### Exercise description
Lay out every line of the listing below as a Markdown table with the columns n and Line, where n numbers each row and blank lines are omitted. Leave the pictures out of the table.

>> begin Data rows

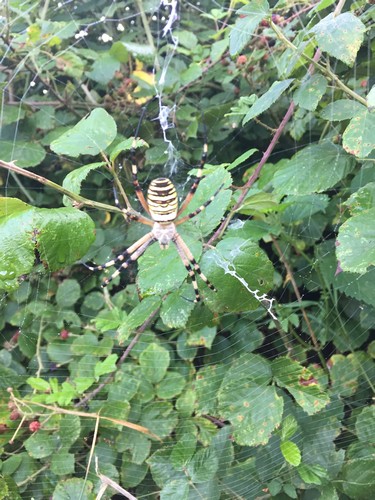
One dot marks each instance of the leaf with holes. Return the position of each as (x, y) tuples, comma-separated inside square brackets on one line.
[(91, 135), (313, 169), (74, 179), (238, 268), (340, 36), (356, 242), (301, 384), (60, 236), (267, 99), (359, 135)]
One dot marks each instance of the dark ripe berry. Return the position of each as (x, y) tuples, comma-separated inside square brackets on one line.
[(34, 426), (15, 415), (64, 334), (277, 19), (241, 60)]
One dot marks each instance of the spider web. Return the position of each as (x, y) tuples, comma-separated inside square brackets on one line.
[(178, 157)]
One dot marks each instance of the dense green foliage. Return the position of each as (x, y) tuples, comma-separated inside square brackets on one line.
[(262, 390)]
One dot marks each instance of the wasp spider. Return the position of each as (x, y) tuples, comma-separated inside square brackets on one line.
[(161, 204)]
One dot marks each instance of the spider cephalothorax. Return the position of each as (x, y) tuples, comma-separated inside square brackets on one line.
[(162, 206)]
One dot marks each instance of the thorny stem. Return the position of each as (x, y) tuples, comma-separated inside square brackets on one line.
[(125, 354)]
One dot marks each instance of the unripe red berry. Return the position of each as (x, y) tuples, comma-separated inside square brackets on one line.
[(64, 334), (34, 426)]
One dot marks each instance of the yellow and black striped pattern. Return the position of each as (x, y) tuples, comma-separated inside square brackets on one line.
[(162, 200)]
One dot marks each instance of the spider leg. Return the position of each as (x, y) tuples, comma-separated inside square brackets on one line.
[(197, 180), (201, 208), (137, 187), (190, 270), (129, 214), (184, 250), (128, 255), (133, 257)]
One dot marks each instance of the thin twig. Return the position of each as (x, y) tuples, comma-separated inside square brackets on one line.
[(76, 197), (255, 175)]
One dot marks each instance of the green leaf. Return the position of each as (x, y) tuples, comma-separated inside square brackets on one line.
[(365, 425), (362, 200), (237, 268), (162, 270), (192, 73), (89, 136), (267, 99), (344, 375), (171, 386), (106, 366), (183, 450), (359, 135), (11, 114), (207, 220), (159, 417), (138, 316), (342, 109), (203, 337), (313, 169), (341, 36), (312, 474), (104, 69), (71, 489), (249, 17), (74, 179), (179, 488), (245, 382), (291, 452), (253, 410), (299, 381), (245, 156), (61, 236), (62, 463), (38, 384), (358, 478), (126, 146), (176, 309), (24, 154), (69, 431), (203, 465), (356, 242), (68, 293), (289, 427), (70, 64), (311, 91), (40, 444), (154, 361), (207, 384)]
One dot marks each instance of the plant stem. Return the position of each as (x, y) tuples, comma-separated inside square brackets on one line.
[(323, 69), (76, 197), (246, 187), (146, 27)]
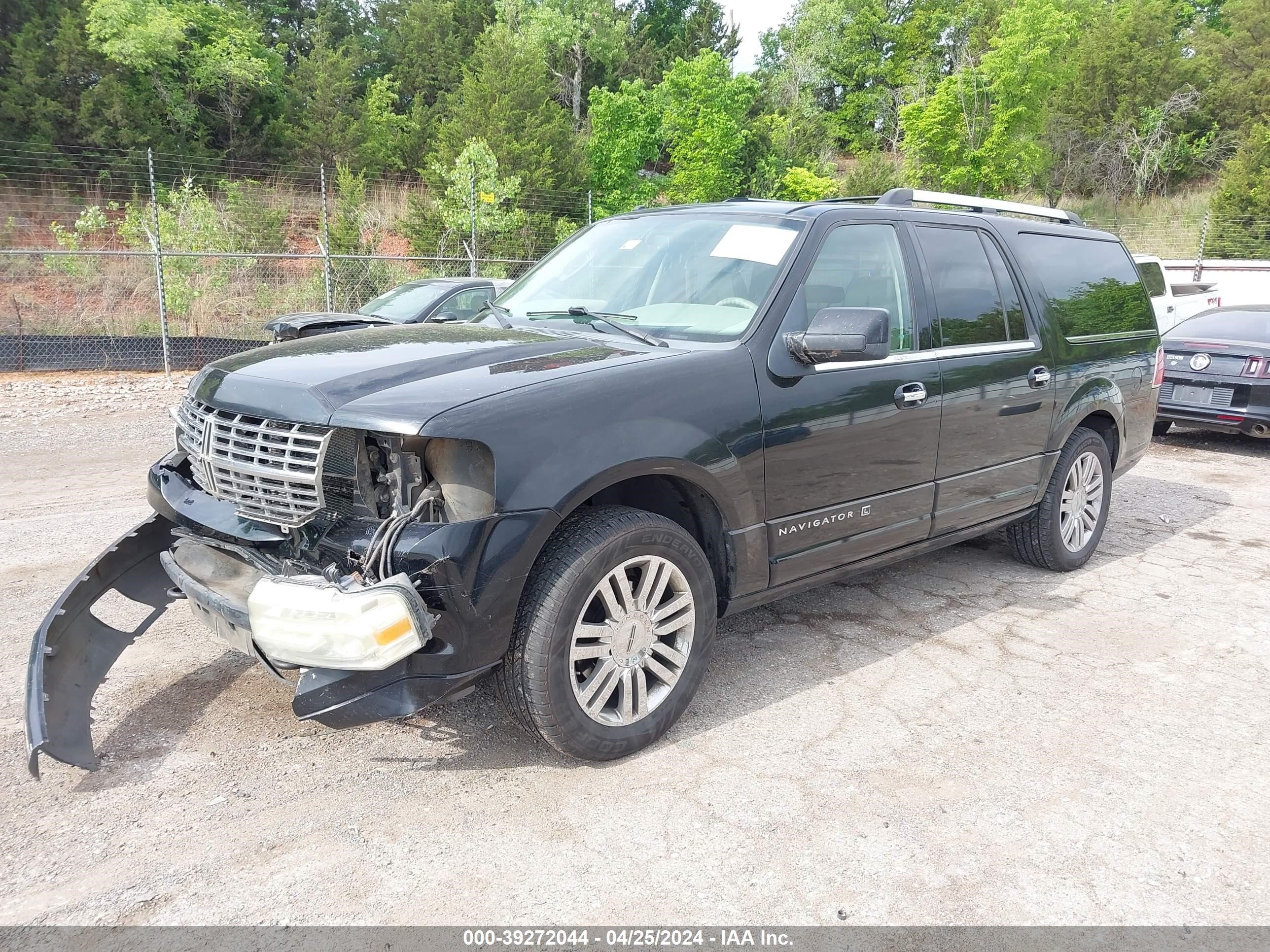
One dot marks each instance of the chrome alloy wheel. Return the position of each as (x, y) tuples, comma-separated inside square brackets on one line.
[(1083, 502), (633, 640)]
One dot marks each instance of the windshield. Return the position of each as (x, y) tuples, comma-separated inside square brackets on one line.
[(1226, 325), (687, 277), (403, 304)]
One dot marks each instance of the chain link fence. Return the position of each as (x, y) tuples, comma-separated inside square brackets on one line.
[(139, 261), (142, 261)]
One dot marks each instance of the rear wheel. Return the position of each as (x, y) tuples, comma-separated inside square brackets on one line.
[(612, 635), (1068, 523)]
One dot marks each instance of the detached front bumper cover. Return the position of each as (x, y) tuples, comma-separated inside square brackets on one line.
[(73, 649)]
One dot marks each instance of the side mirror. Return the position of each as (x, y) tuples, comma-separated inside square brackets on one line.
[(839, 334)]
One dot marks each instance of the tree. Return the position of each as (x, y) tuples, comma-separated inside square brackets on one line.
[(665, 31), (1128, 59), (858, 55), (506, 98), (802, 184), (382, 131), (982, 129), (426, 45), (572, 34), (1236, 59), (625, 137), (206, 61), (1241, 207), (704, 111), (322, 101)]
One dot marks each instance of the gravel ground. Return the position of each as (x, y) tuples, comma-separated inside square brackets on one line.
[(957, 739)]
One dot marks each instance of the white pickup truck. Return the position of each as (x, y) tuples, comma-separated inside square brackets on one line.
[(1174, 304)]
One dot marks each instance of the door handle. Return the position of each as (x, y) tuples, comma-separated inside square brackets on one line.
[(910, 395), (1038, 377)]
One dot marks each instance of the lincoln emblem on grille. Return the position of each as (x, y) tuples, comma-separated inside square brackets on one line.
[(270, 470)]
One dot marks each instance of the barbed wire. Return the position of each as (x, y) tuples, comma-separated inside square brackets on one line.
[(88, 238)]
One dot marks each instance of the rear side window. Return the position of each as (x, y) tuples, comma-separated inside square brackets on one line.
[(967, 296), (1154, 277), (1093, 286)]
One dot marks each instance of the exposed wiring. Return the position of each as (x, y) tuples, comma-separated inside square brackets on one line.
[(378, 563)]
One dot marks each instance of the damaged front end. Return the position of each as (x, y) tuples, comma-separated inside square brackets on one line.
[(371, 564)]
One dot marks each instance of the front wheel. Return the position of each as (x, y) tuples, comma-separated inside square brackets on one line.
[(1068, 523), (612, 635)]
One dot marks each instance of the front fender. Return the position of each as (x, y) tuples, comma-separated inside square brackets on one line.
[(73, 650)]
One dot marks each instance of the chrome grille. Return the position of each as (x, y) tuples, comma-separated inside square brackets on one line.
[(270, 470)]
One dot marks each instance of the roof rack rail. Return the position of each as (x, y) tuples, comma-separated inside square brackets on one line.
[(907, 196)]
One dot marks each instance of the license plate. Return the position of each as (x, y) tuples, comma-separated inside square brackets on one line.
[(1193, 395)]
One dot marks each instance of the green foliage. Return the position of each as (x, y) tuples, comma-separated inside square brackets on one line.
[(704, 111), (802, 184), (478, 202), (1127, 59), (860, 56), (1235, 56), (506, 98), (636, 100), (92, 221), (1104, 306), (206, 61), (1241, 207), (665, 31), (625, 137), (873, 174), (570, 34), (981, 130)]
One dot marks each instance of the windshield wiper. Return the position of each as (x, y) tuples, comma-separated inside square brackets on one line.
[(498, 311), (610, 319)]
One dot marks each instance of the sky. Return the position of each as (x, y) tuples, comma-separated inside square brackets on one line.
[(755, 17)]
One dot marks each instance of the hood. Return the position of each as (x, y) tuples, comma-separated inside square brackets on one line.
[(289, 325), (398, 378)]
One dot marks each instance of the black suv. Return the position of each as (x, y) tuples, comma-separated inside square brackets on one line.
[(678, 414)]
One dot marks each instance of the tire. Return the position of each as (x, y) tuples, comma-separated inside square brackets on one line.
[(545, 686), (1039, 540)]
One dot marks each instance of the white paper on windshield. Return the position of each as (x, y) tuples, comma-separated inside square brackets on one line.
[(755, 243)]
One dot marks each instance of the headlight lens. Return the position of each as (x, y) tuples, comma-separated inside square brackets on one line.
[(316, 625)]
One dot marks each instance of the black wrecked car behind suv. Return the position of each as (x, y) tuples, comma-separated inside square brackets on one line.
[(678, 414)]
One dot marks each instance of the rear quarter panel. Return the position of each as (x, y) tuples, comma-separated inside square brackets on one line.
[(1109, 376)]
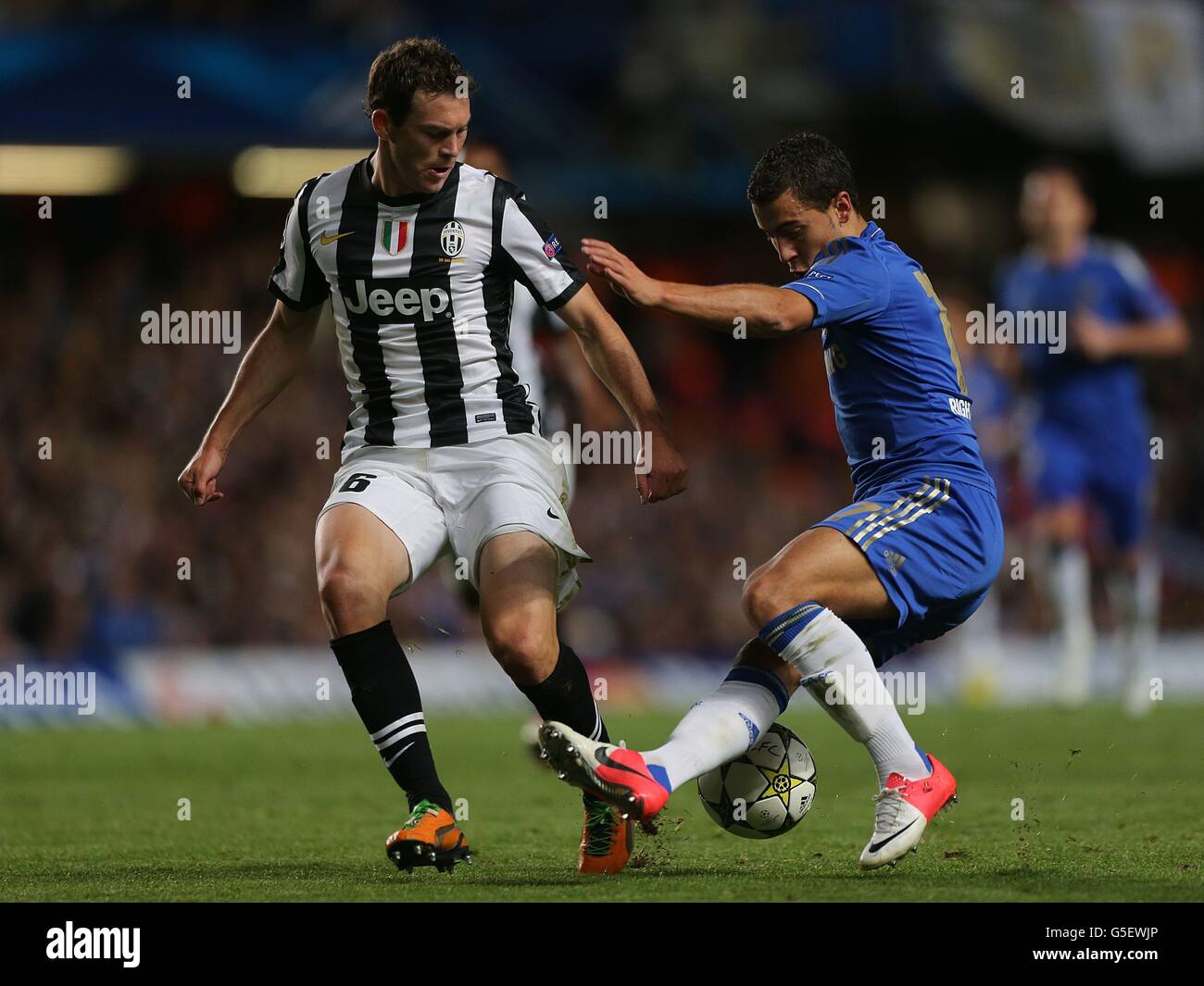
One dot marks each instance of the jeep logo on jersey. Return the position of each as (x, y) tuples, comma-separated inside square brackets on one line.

>> end Data rows

### Expected output
| n | Line |
|---|---|
| 1 | One dot marks each instance of the leaf with holes. Return the position of each as (x, y) tuples, comma-separated inside square brackets on one line. |
| 2 | [(91, 135), (313, 169), (74, 179), (238, 268), (340, 36), (356, 242), (301, 384), (60, 236), (267, 99), (359, 135)] |
| 3 | One dot marks each instance of the dark ripe berry. Return the position of each as (x, y) tuples, comma-separated inside square brackets on one line. |
| 4 | [(34, 426), (15, 415), (64, 334), (277, 19), (241, 60)] |
| 5 | One dot marks each instance of the spider web. Return the position of each as (x, y) tuples, comma-separated inside square brackets on one line. |
| 6 | [(178, 157)] |
| 7 | One dot marks each instance of the dense green foliage. Return the position of each as (x, y) tuples, comma-separated inside square brackets on one line. |
| 8 | [(262, 390)] |
| 9 | One dot marks each instance of the wasp spider. Return the position of each as (x, y) tuples, comma-separated inside square brackets on one line. |
| 10 | [(161, 204)] |
| 11 | One dot marks each instance of the spider cephalothorax. Return the position of each as (x, y) tuples, comma-separated inside square brackets on one line. |
| 12 | [(162, 206)] |
| 13 | One dot marks each instance of the thorny stem. Return the position of each as (x, y) tuples, comma-separated inside square brackets on one line. |
| 14 | [(125, 354)] |
| 15 | One dot marks each instance of the unripe red berry. Return the position of each as (x, y) tuples, comma-separated inside square brackets on one line. |
| 16 | [(64, 334), (34, 426)] |
| 17 | One dot marks each instance of the yellow and black striped pattern. Return the position of each as (x, y) tuples, comma-separated inside square brackets on one line. |
| 18 | [(162, 200)] |
| 19 | One dot marks each instance of the spider leg. Return the position of each as (x, y) tuples, comma-separated inside square brackets on one line. |
| 20 | [(197, 180), (201, 208), (137, 187), (190, 270), (129, 214), (184, 250), (128, 255), (133, 257)] |
| 21 | One dot marks each instance of the thin twig. Return the position of each as (x, y) tuples, comma-separated inside square brackets on one line. |
| 22 | [(76, 197), (255, 175)] |
| 23 | One dot marks each instance of the green leaf. Return the position of each as (x, y) tuples, comma-separated inside square brackets on one line. |
| 24 | [(365, 425), (362, 200), (237, 268), (162, 270), (192, 73), (89, 136), (267, 99), (344, 375), (171, 386), (106, 366), (183, 450), (359, 135), (11, 114), (207, 220), (159, 417), (138, 316), (342, 109), (203, 337), (313, 169), (341, 36), (312, 474), (104, 69), (71, 489), (249, 17), (74, 179), (179, 488), (245, 382), (291, 452), (253, 410), (299, 381), (245, 156), (61, 236), (62, 463), (38, 384), (358, 478), (126, 146), (176, 309), (24, 154), (69, 431), (203, 465), (356, 242), (68, 293), (289, 427), (70, 64), (311, 91), (40, 444), (154, 361), (207, 384)] |
| 25 | One dot marks each instance of the plant stem. Return the position of each as (x, y) tuples, comma-separated inside square brackets on one line. |
| 26 | [(323, 69), (76, 197), (246, 187), (146, 27)] |
| 27 | One dot marks each instance of the chrome alloy wheel. Return the position of each as (x, y) tuples, comma-separated inside square brackets on one line. |
| 28 | [(1083, 502), (633, 640)] |
| 29 | One dot marks each instance of the windshield. Return the position of each as (x, y) tuples, comma-separated inside square brackets on one line. |
| 30 | [(1226, 325), (687, 277), (403, 304)] |
| 31 | One dot marks each instance of the chain link fence. Return the position of each as (x, y) tuples, comma-separated inside square brackets on one line. |
| 32 | [(139, 261), (142, 261)] |
| 33 | One dot marks each instance of the rear wheel. Return the position of each as (x, y) tuples, comma-separated inside square brackets on one line. |
| 34 | [(612, 635), (1068, 523)] |
| 35 | One dot marks each instance of the detached front bumper cover. Return the position of each as (x, y) tuples, comma-separated inside square brackets on one line. |
| 36 | [(73, 649)] |
| 37 | One dot marks each instance of the side mirror. Return the position of each as (x, y) tuples, comma-separated inside square brackets on one line. |
| 38 | [(839, 334)] |
| 39 | One dot marks each instance of the tree. Return the position of each as (x, y) tuples, comma-separated inside square brackets on one line. |
| 40 | [(665, 31), (1128, 59), (858, 55), (506, 98), (802, 184), (382, 131), (982, 129), (426, 45), (572, 34), (1236, 59), (625, 137), (206, 61), (1241, 207), (704, 111), (322, 101)] |
| 41 | One dot marks each instance of the gravel ground. Return the position of each as (x, y) tuples, comma-separated inside square brackets on one line. |
| 42 | [(957, 739)] |
| 43 | One dot marks each instance of the white pickup truck. Return the position of each as (x, y) tuples, comma-separated inside square brackets on one line. |
| 44 | [(1174, 304)] |
| 45 | One dot marks each instance of the door handle. Return the position of each as (x, y) tuples, comma-separated inside square brackets on one line. |
| 46 | [(910, 395), (1038, 377)] |
| 47 | One dot marks each instance of the lincoln emblem on grille. Return the position of each as (x, y) tuples, comma-separated inside square brackets on one line. |
| 48 | [(270, 470)] |
| 49 | One dot marks each instance of the barbed wire. Return the position of each as (x, y) tuples, comma-separated inside square brackets on one line. |
| 50 | [(88, 238)] |
| 51 | One dot marks each instance of the rear side window. Return the position of each as (x, y) tuples, comma-separated inside square brackets on one line. |
| 52 | [(967, 296), (1154, 277), (1093, 286)] |
| 53 | One dot marks each instance of the exposed wiring. Return the position of each as (x, y) tuples, comma-separated inside square brackets on one line. |
| 54 | [(378, 563)] |
| 55 | One dot marks each instance of the damaged front end. Return the position of each as (x, y) tuples, comma-separated inside square brackets on one line. |
| 56 | [(371, 564)] |
| 57 | One dot marks each instance of the front wheel. Return the position of each as (x, y) tuples, comma-separated inside square brackets on one line. |
| 58 | [(1068, 523), (612, 635)] |
| 59 | One dot marks each instance of the front fender. Return the position of each as (x, y) tuples, comma-separated inside square brackets on one line. |
| 60 | [(73, 650)] |
| 61 | One dot marks each instance of the chrome grille. Return the position of each as (x, y) tuples, comma-separated inside square brackets on one line. |
| 62 | [(270, 470)] |
| 63 | One dot marks each instance of the roof rack rail. Return the position of each as (x, y) tuples, comma-separated inside square brackets on one line. |
| 64 | [(907, 196)] |
| 65 | One dot marks each instance of the license plate. Return the position of each as (x, y) tuples, comma-separated inside square brackets on one line. |
| 66 | [(1193, 395)] |
| 67 | One dot marks each instance of the green foliage. Return the position of each as (x, y) tuples, comma-separated inside square brackets on one line. |
| 68 | [(704, 111), (802, 184), (478, 202), (1127, 59), (860, 56), (1235, 56), (506, 98), (636, 100), (92, 221), (1104, 306), (206, 61), (1241, 207), (665, 31), (625, 137), (873, 174), (570, 34), (981, 130)] |
| 69 | One dot marks each instance of the windshield wiper. Return the position of each as (x, y) tuples, comma-separated inside square brackets on one line. |
| 70 | [(498, 311), (610, 319)] |
| 71 | One dot marks each instance of the sky. Return the position of each as (x, y) tuples, comma-separated inside square brackets on one line. |
| 72 | [(755, 17)] |
| 73 | One dot marks each instance of the hood. Return the position of each as (x, y) tuples, comma-separated inside square brackets on one line. |
| 74 | [(289, 325), (398, 378)] |
| 75 | One dot marks each instance of the black suv. Return the position of each as (x, y) tuples, comma-separated inside square brackets on one line. |
| 76 | [(678, 414)] |
| 77 | One dot marks each instance of the tire. Return the position of each as (x, y) tuples, comma-separated inside square brackets on one line. |
| 78 | [(545, 686), (1039, 540)] |
| 79 | One dot marks each instance of the white paper on windshield. Return the position of each as (x, y) tuples, comma-separated inside square brackets on one line. |
| 80 | [(755, 243)] |
| 81 | One dot marks each instance of the headlight lens. Return the position of each as (x, y) tuples, comma-separated inside square brackets on one line. |
| 82 | [(316, 625)] |
| 83 | One dot marks each instance of the black wrecked car behind suv. Return the position of each as (x, y) tuples, comma-separated inside square brackets on one line. |
| 84 | [(678, 414)] |
| 85 | One dot marks each instance of the rear quarter panel. Return the position of each as (x, y) tuples, comma-separated inside square brackets on one line. |
| 86 | [(1109, 376)] |
| 87 | One dot marks each instance of the jeep logo on jersey. Return the position of each as (x, y) tuples, comma-separated inside square brackets on one line. |